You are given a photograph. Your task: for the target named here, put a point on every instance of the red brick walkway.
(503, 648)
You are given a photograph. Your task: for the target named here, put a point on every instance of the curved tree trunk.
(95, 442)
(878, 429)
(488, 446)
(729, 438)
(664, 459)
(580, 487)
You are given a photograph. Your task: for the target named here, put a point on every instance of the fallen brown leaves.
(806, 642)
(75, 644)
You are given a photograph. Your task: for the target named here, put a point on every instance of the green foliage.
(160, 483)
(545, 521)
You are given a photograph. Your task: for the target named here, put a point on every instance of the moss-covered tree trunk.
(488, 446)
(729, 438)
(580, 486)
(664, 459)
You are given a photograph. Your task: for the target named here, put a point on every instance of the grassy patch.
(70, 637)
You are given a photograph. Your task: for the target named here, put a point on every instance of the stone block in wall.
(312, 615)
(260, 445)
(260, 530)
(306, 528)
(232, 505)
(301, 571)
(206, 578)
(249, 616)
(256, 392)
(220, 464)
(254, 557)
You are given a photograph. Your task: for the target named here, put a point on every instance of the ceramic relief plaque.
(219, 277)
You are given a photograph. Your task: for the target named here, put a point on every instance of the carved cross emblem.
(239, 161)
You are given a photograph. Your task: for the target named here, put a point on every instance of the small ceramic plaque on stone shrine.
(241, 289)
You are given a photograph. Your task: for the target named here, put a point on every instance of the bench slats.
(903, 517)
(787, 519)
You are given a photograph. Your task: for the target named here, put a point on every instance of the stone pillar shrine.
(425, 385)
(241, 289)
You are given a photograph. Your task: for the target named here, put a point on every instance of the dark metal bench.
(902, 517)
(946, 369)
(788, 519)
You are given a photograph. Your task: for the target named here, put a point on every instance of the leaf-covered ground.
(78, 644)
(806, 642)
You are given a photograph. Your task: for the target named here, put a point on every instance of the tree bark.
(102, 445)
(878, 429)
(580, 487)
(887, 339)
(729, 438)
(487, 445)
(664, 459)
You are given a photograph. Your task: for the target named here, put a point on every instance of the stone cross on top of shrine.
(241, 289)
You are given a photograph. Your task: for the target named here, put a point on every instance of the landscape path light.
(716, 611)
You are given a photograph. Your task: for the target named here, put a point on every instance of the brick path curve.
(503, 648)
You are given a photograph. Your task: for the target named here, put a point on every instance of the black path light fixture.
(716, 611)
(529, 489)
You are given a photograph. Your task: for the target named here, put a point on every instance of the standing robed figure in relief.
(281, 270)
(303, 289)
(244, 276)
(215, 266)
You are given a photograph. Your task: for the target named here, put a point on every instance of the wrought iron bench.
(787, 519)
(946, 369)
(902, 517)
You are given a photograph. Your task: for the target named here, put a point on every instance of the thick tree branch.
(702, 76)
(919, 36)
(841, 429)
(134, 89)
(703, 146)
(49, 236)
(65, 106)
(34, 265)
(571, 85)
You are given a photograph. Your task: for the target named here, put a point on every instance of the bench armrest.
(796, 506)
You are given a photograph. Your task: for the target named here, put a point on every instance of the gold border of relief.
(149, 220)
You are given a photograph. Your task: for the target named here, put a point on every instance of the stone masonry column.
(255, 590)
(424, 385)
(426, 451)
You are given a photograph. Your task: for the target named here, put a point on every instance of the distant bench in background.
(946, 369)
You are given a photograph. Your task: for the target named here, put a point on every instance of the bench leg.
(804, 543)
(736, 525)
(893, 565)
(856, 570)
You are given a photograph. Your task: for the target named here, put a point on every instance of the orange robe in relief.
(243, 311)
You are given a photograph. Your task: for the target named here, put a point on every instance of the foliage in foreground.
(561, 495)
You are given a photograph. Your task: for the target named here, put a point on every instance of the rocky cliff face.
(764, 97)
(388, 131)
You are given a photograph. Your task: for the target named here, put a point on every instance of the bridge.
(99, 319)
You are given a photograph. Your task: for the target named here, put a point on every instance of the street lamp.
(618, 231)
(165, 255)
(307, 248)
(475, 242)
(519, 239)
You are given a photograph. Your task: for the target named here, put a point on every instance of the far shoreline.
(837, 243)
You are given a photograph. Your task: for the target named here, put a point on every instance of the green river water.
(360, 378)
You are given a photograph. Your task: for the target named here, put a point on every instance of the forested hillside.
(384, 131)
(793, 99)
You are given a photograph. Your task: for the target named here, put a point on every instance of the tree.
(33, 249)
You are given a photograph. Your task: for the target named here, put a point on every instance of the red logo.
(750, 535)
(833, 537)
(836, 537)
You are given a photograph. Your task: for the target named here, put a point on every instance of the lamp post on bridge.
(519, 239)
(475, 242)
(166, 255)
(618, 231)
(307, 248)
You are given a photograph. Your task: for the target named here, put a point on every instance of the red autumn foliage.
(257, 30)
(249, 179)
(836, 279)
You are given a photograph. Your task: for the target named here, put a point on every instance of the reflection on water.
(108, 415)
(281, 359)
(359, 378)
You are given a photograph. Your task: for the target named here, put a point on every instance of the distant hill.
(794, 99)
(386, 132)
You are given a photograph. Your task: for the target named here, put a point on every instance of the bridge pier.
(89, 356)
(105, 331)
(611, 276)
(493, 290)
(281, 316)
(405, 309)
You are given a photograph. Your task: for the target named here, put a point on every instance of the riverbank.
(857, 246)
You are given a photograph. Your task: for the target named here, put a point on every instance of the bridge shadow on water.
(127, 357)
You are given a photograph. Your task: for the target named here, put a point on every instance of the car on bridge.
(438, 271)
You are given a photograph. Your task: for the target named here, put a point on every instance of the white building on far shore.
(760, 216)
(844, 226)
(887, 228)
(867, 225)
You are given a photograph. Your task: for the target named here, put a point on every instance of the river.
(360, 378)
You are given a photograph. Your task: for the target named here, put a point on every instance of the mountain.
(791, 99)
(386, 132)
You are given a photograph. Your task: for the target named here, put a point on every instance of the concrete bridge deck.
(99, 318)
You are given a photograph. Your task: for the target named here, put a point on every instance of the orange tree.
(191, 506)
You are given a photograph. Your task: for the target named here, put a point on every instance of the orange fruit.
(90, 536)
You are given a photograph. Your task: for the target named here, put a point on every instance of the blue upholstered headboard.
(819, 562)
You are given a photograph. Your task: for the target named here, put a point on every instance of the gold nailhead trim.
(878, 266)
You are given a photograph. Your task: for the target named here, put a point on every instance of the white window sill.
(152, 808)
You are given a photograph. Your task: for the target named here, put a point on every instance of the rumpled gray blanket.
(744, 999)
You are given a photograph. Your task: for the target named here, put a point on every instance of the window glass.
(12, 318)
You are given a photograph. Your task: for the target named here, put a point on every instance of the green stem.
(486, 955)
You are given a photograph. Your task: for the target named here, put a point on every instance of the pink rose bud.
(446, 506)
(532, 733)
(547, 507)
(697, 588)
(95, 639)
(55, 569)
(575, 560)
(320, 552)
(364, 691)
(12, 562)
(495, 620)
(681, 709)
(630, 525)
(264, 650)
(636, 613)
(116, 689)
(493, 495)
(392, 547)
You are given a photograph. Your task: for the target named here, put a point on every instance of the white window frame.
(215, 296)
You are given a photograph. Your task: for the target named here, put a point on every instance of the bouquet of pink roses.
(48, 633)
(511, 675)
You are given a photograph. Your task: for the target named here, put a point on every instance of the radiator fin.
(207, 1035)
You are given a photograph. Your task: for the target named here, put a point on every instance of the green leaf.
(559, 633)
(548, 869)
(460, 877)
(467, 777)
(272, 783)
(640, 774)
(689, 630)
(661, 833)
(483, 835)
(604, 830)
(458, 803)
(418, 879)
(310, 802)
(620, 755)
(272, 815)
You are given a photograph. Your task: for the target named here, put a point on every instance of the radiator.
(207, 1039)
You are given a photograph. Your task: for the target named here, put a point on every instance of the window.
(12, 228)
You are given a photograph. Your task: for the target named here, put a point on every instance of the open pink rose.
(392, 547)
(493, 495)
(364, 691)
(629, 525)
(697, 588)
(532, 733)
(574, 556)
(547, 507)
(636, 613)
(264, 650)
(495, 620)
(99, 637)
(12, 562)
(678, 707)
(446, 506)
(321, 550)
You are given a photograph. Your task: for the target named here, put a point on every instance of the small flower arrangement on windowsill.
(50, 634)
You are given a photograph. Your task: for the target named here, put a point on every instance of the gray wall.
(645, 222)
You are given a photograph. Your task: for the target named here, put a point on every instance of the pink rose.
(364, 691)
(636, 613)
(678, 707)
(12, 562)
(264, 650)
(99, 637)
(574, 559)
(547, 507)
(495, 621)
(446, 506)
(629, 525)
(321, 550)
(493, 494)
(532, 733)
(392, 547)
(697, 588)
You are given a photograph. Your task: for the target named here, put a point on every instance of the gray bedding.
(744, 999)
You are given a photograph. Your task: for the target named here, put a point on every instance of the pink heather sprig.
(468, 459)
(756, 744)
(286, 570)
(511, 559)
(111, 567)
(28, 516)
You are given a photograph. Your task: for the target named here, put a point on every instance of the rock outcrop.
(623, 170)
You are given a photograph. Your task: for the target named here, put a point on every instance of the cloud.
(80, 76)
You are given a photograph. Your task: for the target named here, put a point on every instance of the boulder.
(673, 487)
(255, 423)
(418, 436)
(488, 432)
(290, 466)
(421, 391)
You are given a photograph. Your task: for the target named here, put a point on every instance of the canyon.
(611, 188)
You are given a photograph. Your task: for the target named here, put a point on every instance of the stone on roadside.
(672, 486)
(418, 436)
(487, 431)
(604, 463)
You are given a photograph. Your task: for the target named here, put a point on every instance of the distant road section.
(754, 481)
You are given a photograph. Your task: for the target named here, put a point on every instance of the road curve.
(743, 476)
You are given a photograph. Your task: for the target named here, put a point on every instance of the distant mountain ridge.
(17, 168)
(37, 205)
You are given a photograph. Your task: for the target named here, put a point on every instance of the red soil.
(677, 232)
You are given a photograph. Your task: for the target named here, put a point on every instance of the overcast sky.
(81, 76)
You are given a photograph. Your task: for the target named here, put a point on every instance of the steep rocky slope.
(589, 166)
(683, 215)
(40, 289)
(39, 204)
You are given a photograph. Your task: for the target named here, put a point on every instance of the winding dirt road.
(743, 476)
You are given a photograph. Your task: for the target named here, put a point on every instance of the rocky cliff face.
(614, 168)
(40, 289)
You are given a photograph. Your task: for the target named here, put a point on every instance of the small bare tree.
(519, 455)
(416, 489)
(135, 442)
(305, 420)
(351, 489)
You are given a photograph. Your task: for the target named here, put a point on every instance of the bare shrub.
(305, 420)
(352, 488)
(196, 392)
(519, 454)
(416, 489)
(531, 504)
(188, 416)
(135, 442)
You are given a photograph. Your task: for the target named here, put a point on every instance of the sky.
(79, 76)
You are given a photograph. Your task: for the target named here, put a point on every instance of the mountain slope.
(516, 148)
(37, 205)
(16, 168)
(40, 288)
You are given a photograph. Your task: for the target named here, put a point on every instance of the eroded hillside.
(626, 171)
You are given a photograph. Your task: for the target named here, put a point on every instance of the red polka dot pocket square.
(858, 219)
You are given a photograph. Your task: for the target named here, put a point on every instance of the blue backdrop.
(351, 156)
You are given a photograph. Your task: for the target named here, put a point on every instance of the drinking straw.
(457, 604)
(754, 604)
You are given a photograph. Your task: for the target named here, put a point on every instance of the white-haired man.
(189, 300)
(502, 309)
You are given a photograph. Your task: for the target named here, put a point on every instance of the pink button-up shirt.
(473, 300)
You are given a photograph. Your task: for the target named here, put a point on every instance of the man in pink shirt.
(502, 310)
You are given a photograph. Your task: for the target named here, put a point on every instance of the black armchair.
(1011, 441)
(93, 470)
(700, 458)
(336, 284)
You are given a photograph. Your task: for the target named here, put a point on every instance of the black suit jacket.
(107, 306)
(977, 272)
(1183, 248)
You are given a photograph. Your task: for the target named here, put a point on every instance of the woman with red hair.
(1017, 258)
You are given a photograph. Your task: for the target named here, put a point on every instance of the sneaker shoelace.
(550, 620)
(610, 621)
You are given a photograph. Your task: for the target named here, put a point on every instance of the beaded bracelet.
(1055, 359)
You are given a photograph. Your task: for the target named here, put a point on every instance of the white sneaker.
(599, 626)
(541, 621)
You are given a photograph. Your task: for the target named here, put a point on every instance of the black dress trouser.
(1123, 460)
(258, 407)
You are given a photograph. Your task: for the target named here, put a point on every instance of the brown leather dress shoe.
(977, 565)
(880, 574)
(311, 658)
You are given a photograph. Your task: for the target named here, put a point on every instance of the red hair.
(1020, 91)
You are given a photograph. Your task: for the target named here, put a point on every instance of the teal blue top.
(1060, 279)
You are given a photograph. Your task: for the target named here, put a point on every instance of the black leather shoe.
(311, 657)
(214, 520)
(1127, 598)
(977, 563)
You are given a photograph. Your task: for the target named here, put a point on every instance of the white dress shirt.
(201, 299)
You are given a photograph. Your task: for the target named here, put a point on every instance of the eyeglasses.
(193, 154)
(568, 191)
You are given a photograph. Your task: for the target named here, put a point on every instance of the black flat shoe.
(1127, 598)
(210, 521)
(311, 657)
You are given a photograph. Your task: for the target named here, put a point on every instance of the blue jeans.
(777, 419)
===
What is expected –
Format the entries from the line containing "the blue jeans." through the end of the entries as a two-column CSV with the headers "text" and "answer", one row per entry. Put each value in a single quoted field and replace any line breaks with spaces.

Correct response –
text,answer
"You are given a photograph. Your task: for the target named here, put a point on every instance of the blue jeans.","(777, 419)"